Data shown
__________________________________________________

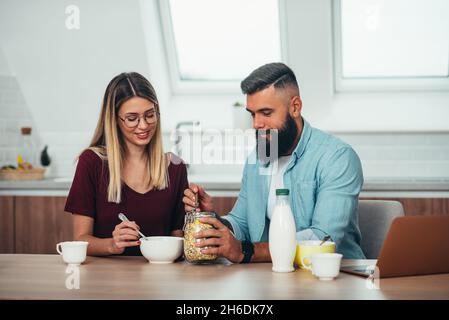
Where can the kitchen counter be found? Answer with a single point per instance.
(44, 277)
(229, 185)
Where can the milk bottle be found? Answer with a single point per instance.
(282, 234)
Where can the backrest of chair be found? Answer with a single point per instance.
(375, 217)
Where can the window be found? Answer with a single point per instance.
(214, 44)
(391, 44)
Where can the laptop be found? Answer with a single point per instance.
(415, 245)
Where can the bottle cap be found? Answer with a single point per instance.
(282, 192)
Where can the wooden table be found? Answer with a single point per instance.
(44, 277)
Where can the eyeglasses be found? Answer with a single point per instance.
(133, 120)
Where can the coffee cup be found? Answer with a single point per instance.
(304, 250)
(73, 252)
(325, 266)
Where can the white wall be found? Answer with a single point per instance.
(58, 77)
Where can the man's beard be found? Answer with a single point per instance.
(282, 140)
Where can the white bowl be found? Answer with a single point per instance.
(161, 249)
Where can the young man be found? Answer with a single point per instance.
(323, 174)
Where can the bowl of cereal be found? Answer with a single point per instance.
(160, 249)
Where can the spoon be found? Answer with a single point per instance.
(122, 217)
(325, 239)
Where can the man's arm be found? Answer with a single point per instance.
(340, 182)
(236, 220)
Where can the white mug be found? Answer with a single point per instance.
(73, 252)
(325, 266)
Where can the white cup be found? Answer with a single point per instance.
(73, 252)
(325, 266)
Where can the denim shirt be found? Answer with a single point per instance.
(324, 177)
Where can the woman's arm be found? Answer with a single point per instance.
(124, 235)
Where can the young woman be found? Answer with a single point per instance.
(125, 170)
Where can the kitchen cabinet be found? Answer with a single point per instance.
(40, 223)
(7, 224)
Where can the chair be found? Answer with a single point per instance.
(375, 217)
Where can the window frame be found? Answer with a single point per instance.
(197, 87)
(375, 84)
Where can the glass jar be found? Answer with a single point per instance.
(193, 225)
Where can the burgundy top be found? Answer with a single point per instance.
(157, 212)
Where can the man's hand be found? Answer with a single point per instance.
(220, 241)
(205, 202)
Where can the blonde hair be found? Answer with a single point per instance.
(108, 141)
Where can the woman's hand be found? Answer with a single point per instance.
(205, 202)
(124, 235)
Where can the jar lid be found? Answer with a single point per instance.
(201, 214)
(25, 130)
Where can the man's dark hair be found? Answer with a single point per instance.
(277, 74)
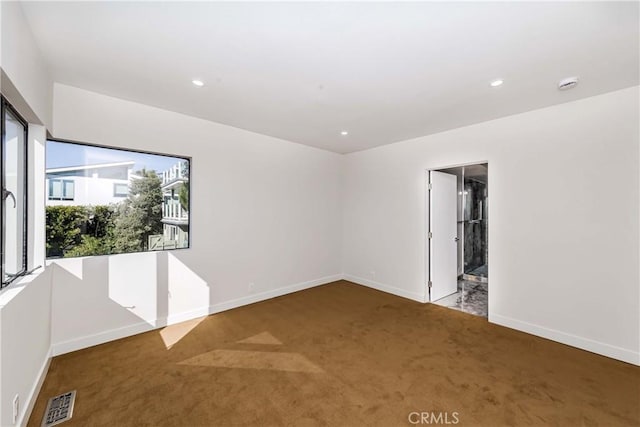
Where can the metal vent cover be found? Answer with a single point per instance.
(59, 409)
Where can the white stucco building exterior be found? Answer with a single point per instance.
(99, 184)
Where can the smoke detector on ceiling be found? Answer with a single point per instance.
(568, 83)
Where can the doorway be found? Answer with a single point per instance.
(458, 212)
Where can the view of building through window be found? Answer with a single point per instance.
(104, 201)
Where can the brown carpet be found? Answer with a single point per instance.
(341, 355)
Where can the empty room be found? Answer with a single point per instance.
(320, 213)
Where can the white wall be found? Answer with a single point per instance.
(26, 80)
(563, 222)
(264, 211)
(25, 306)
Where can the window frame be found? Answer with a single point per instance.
(5, 106)
(63, 188)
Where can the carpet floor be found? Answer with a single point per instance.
(341, 355)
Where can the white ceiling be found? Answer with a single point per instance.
(306, 71)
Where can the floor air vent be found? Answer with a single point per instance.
(59, 409)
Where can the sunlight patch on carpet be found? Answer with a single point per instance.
(289, 362)
(261, 338)
(174, 333)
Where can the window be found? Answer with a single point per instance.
(13, 215)
(110, 200)
(120, 190)
(61, 189)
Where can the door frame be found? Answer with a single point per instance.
(427, 216)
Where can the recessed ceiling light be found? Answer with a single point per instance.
(568, 83)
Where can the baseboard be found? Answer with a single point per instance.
(34, 392)
(384, 288)
(137, 328)
(597, 347)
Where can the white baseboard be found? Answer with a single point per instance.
(30, 400)
(100, 338)
(385, 288)
(137, 328)
(597, 347)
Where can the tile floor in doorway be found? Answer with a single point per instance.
(471, 298)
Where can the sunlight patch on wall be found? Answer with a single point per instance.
(289, 362)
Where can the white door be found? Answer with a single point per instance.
(443, 246)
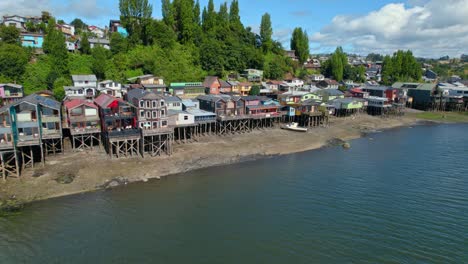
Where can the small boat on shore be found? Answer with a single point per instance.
(294, 127)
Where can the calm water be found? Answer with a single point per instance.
(399, 197)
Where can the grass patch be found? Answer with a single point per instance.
(453, 117)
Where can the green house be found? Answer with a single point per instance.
(329, 94)
(309, 96)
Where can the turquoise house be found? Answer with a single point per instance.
(32, 40)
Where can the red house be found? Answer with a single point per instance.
(213, 84)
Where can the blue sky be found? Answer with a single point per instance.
(430, 28)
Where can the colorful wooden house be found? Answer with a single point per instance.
(118, 118)
(212, 84)
(151, 109)
(82, 119)
(224, 87)
(261, 106)
(34, 121)
(187, 89)
(10, 93)
(328, 94)
(223, 105)
(82, 115)
(111, 87)
(244, 88)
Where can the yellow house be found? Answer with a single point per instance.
(244, 88)
(235, 86)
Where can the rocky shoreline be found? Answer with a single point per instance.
(78, 172)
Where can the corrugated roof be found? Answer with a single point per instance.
(35, 99)
(142, 94)
(103, 100)
(73, 103)
(89, 77)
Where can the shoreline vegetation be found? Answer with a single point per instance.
(83, 171)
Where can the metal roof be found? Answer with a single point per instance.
(35, 99)
(89, 77)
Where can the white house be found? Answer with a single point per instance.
(99, 42)
(70, 46)
(177, 118)
(83, 86)
(110, 87)
(295, 83)
(97, 31)
(317, 77)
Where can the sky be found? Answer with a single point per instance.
(430, 28)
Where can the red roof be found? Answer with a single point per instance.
(105, 100)
(356, 90)
(70, 104)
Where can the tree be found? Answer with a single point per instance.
(13, 60)
(35, 76)
(234, 18)
(209, 17)
(9, 34)
(266, 33)
(255, 90)
(59, 92)
(54, 46)
(185, 22)
(300, 44)
(118, 43)
(402, 66)
(168, 13)
(135, 16)
(85, 47)
(100, 55)
(79, 25)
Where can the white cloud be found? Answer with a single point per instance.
(429, 28)
(24, 7)
(85, 9)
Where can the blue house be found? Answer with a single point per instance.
(32, 40)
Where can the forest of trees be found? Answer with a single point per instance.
(187, 44)
(402, 66)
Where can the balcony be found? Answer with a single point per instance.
(124, 133)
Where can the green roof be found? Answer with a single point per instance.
(419, 86)
(186, 84)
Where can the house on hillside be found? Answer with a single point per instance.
(99, 42)
(10, 93)
(212, 84)
(118, 118)
(32, 120)
(187, 89)
(84, 86)
(328, 84)
(223, 105)
(110, 87)
(32, 40)
(151, 108)
(253, 75)
(116, 26)
(82, 116)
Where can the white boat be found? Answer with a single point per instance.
(294, 127)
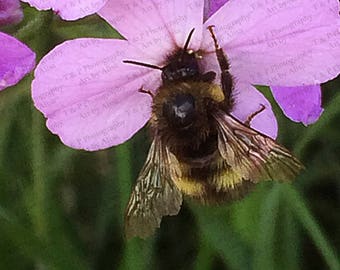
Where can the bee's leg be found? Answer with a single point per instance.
(226, 78)
(251, 117)
(145, 91)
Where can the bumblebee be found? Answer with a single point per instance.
(199, 149)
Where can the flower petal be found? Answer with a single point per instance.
(288, 44)
(10, 12)
(249, 100)
(157, 28)
(16, 60)
(211, 6)
(69, 9)
(300, 104)
(89, 96)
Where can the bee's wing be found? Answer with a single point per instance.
(252, 155)
(154, 194)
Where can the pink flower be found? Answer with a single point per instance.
(299, 103)
(90, 97)
(69, 9)
(10, 12)
(16, 60)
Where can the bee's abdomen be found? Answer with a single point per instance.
(211, 180)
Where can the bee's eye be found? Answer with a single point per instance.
(180, 111)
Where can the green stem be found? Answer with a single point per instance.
(298, 206)
(264, 246)
(39, 175)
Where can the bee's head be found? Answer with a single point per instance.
(180, 110)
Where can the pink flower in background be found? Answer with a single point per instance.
(299, 103)
(69, 9)
(16, 59)
(90, 97)
(10, 12)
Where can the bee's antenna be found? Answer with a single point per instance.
(186, 45)
(142, 64)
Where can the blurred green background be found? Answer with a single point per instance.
(64, 209)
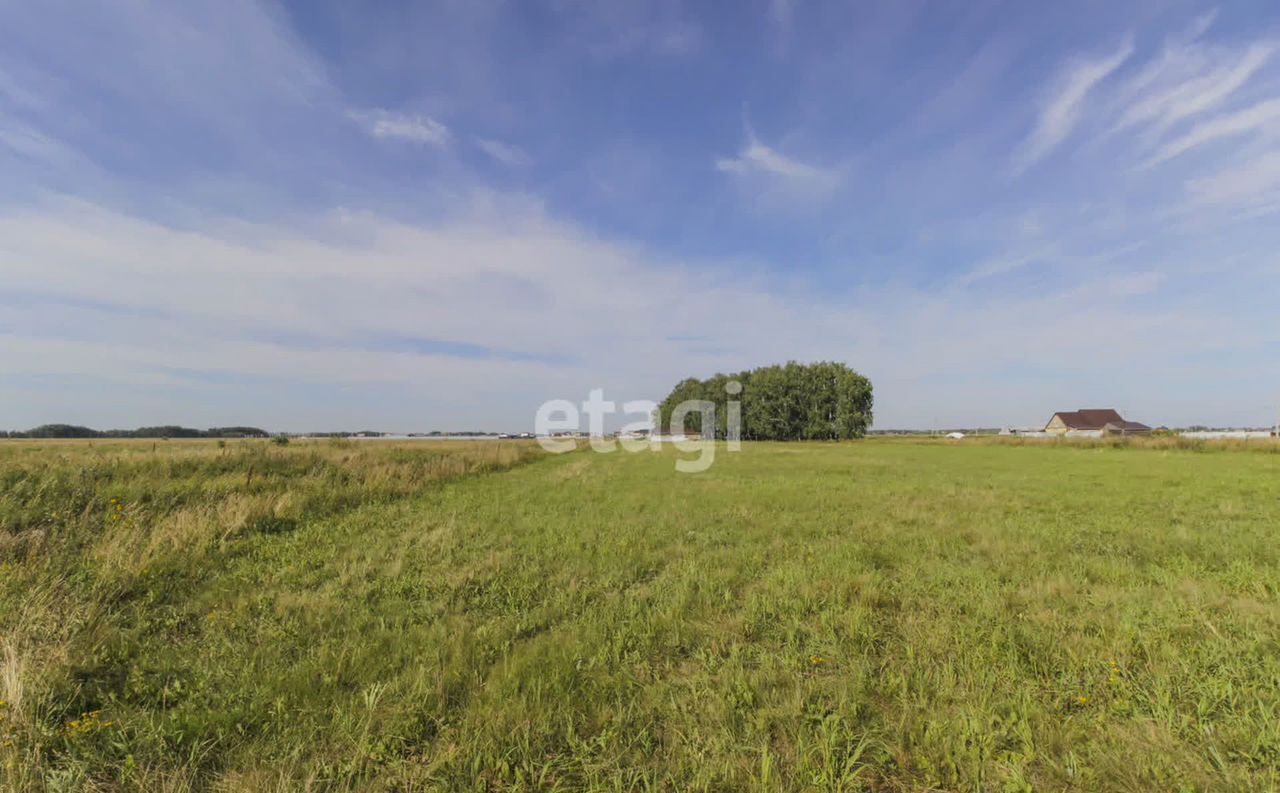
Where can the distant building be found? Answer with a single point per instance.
(1093, 421)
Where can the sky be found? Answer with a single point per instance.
(412, 216)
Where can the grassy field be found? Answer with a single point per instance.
(881, 615)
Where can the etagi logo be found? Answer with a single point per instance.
(557, 417)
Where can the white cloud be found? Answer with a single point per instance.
(507, 154)
(387, 124)
(773, 170)
(576, 312)
(1192, 86)
(1253, 182)
(1258, 118)
(1063, 109)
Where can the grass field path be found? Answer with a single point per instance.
(878, 615)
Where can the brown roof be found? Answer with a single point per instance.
(1097, 418)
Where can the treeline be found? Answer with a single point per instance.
(824, 400)
(45, 431)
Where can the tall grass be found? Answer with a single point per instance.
(836, 617)
(94, 535)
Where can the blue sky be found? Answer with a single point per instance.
(438, 215)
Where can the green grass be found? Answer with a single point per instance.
(880, 615)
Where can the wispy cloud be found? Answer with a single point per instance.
(760, 161)
(507, 154)
(387, 124)
(1188, 86)
(1063, 109)
(1253, 182)
(1258, 118)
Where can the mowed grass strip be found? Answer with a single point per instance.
(876, 615)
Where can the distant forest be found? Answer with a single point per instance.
(156, 432)
(824, 400)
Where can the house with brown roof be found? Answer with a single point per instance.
(1104, 421)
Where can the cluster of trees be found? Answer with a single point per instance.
(823, 400)
(165, 431)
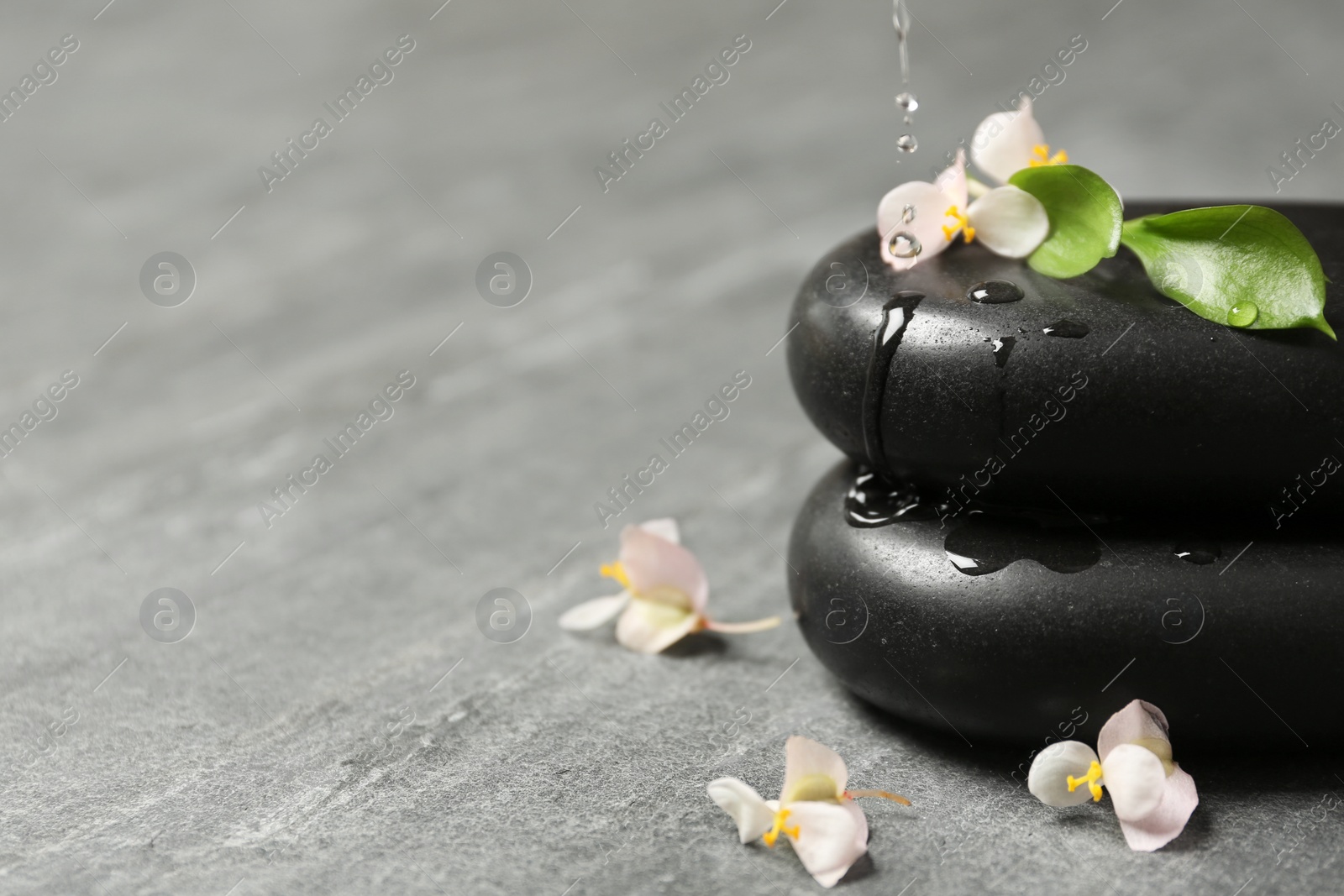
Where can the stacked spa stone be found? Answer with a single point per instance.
(1065, 495)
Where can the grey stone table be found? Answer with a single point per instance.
(336, 720)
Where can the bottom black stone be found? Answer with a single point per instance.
(1015, 627)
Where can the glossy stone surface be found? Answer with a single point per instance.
(1241, 647)
(983, 401)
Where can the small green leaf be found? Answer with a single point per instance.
(1085, 217)
(1243, 266)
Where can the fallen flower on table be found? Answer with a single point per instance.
(1151, 794)
(664, 593)
(816, 813)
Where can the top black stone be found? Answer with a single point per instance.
(1095, 389)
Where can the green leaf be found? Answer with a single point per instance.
(1085, 217)
(1243, 266)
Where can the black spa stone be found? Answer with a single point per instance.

__________________________________________________

Your instructions
Render the stretch from the line containing "Where can the green leaf" through the end of the data, both ends included, as a Markdown table with the columns Row and Line, giving each line a row number and omitting blank lines.

Response to the task
| Row | Line |
|---|---|
| 1 | Where can the green leaf be found? Answer with a single point per instance. |
| 2 | (1085, 217) |
| 3 | (1243, 266) |
| 4 | Where can the black spa stone be found? Answer with a single point per instance. |